• [Information shown]:
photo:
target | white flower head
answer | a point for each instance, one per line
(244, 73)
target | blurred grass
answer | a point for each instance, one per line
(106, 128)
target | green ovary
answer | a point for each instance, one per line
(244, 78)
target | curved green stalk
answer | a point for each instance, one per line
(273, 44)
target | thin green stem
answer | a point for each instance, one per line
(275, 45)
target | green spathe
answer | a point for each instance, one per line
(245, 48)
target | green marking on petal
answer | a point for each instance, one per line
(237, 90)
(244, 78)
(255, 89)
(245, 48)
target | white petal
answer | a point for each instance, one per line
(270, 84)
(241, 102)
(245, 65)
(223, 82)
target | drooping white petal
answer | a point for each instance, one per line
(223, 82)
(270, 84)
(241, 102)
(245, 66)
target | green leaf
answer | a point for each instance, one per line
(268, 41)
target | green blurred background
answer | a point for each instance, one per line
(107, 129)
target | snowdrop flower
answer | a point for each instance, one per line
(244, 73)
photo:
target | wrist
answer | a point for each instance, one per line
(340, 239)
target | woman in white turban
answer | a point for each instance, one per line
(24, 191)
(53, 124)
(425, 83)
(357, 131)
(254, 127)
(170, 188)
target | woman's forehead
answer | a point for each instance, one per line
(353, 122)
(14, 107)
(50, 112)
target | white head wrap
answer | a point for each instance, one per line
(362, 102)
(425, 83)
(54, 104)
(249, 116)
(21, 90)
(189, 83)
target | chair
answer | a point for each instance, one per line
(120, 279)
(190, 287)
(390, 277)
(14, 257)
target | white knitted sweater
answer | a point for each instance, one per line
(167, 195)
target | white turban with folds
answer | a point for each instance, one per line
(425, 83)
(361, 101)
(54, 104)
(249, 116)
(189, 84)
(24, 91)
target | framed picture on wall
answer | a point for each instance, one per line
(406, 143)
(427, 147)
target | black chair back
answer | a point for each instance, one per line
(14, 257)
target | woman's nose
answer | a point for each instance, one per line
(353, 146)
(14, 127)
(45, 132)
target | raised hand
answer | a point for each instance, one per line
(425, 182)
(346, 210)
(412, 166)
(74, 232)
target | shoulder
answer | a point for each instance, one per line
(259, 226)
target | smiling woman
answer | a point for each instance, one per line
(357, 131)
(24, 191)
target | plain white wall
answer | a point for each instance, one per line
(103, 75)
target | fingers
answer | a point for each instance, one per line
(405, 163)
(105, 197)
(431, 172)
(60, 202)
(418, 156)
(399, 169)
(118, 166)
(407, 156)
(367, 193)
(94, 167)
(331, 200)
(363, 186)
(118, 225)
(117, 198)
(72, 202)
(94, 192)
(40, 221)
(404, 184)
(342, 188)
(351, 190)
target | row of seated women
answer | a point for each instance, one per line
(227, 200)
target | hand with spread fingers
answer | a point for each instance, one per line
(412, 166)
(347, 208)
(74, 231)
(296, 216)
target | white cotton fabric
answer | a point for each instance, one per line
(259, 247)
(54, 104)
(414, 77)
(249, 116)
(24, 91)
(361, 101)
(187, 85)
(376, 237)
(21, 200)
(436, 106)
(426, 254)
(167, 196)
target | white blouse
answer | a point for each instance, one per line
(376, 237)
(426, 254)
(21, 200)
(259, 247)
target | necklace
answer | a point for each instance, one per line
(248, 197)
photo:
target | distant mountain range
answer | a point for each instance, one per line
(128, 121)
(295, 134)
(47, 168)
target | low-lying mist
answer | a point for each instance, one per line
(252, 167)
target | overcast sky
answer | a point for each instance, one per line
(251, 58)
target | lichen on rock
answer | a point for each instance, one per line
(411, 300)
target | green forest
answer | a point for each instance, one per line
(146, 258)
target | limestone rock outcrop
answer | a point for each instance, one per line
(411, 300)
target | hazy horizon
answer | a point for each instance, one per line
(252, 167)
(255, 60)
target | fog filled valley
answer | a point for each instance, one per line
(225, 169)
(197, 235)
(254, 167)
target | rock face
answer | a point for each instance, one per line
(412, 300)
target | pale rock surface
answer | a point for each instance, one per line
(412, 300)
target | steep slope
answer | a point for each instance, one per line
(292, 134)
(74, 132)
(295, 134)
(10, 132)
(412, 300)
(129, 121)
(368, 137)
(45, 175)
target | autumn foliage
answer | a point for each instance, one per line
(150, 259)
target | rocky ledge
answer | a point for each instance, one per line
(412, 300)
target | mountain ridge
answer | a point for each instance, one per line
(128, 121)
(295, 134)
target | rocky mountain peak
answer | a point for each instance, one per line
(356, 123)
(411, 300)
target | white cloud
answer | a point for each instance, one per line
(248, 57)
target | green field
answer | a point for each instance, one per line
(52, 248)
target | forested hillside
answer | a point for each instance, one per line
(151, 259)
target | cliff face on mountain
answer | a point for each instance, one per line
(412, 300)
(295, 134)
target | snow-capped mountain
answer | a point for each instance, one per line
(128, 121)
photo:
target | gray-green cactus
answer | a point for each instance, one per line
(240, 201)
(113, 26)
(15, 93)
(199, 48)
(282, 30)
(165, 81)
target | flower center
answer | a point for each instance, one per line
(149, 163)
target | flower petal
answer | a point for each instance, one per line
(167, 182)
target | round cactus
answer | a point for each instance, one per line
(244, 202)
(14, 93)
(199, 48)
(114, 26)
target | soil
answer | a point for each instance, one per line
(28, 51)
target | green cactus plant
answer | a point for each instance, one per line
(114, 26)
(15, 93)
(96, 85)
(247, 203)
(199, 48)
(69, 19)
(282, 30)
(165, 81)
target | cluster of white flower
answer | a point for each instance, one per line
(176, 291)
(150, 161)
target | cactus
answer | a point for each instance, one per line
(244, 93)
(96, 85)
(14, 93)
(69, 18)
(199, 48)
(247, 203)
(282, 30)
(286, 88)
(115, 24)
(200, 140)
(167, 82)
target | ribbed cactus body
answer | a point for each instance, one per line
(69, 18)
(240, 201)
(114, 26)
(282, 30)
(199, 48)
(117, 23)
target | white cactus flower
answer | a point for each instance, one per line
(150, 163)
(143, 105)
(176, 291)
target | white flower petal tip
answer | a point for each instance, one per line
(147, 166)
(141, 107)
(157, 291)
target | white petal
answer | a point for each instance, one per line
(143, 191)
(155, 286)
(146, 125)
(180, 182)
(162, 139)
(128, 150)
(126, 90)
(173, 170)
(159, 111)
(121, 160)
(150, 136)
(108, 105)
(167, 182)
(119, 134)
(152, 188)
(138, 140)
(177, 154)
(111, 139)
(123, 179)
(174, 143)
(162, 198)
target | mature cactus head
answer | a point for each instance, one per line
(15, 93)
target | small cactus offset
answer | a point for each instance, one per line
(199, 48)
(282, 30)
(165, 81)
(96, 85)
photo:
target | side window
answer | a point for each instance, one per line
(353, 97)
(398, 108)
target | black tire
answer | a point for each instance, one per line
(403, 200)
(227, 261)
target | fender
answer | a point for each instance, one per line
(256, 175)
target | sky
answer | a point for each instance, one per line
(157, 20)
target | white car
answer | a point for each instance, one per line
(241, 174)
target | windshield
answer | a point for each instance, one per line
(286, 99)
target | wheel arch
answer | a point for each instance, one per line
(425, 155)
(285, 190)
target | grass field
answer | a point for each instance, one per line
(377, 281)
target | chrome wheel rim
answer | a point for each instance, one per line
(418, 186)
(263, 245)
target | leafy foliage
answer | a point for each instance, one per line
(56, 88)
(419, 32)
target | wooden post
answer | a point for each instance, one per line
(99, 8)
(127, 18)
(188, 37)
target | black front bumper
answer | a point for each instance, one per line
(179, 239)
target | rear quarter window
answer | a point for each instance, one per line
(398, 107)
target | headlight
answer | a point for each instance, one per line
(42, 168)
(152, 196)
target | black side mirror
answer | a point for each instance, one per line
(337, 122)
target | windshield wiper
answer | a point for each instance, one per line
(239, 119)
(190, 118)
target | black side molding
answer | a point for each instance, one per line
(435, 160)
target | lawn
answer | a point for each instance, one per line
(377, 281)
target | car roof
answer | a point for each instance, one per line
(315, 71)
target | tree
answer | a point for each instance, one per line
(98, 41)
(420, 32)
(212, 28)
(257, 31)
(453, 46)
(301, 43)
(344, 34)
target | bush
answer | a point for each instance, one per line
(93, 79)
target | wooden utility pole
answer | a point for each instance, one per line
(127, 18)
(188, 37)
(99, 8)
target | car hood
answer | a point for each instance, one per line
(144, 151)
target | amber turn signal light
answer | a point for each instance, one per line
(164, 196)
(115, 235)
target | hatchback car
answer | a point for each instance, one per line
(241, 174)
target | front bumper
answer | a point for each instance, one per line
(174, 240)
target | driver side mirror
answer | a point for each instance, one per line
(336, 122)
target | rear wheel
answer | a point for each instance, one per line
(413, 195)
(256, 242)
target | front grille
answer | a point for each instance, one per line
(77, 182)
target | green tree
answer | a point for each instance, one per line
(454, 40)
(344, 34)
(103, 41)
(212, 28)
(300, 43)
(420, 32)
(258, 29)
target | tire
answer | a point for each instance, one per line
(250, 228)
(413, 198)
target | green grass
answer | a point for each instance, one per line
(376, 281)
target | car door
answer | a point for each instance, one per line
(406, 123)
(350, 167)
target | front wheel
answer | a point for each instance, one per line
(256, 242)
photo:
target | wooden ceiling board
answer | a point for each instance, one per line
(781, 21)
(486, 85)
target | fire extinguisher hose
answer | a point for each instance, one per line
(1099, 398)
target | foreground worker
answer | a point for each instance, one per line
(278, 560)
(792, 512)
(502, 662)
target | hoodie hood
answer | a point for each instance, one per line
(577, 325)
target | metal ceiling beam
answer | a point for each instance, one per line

• [To do]:
All lines from the one with "target | front grille" through the final line above are to be quoted exactly; quote no other line.

• [Response to this task]:
target | front grille
answer | a point for each instance, one per line
(77, 182)
target | green tree
answer | a point for each instance, one per line
(454, 40)
(344, 34)
(103, 41)
(212, 28)
(300, 43)
(420, 32)
(258, 29)
target | tire
answer | a point for each instance, one per line
(250, 228)
(413, 198)
target | green grass
answer | a point for each instance, one per line
(376, 281)
target | car door
answer | a point for each instance, one per line
(406, 123)
(350, 167)
target | front wheel
answer | a point for each instance, one per line
(256, 242)
photo:
target | wooden ceiling board
answer | a point for each instance, one per line
(781, 21)
(486, 85)
target | fire extinguisher hose
answer | a point for each instance, one per line
(1099, 398)
target | foreground worker
answer | a point for each instance, one per line
(278, 560)
(792, 512)
(502, 662)
target | hoodie hood
answer | a point for each instance, one per line
(577, 325)
target | metal ceiling beam
answer | a point for each instance, one per line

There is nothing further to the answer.